● **Brano fornito**:
━━━━
“Cosa rimane dei nostri amori”: il giallo, il mistero e la silenziosa complicità all’ombra del castello bizantino

10 maggio 2021, 09:32 Outside24

Un giallo, un mistero di paese che in fine non lascia indifferente l'intero mondo. Da Caccuri un giallo di investigazione (finalmente direi), un mistero, morti e scompare nello stesso giorno, il giorno del santo patrono, la ricorrenza identitaria di un paese che da quel giorno non sarà più lo stesso... una tragedia sconvolgente in un posto dove al più se si è costretti a morire lo si fa di vecchiaia quasi fosse un dispetto.


di Natale G. Calabretta

Un romanzo di investigazione puro, quindi, dove un figlio tenta di salvare il padre, ne ricostruisce i frammenti nascosti di una storia inimmaginabile, si riconosce in una identità familiare che sente vicina e che scoprirà lontanissima, piena di “non detti” inconfessabili.

Una investigazione fatta di passi sui ciottoli, fatta di domande seduti ad un tavolo da cucina... e poi le sensazioni analizzate al bancone del bar, nella piazza assolata del paese, tra le sigarette accese di personaggi reali poco affini dagli insipidi fantasmi tutta psicologia e provette come va di moda adesso tra la letteratura del genere.
━━━━
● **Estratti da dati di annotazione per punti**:
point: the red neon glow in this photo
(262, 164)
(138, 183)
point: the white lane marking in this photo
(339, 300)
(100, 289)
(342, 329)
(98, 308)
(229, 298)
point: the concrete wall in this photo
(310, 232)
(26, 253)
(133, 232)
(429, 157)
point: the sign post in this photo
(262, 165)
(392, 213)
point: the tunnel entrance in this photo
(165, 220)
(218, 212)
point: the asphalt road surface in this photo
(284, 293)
━━━━
● **Cosa fare**:
[A] Rispondi alle seguenti domande sul brano dedicato al romanzo ambientato a Caccuri:
(i) In quale giorno si verificano le morti e la scomparsa?
(ii) Chi tenta di salvare il padre?
(iii) Dove vengono analizzate le sensazioni?
[B] Aggiorna le righe partendo da quella che contiene «point: the concrete wall in this photo» e arrivando fino all'ultima riga. Sostituisci «tunnel entrance» con «tunnel opening» e lascia invariato tutto il resto.
Il brano e le righe provengono da fonti diverse.

● **Soluzioni**:
[A]
(i) Nel giorno del santo patrono.
(ii) Un figlio.
(iii) Al bancone del bar.

[B]
point: the concrete wall in this photo
(310, 232)
(26, 253)
(133, 232)
(429, 157)
point: the sign post in this photo
(262, 165)
(392, 213)
point: the tunnel opening in this photo
(165, 220)
(218, 212)
point: the asphalt road surface in this photo
(284, 293)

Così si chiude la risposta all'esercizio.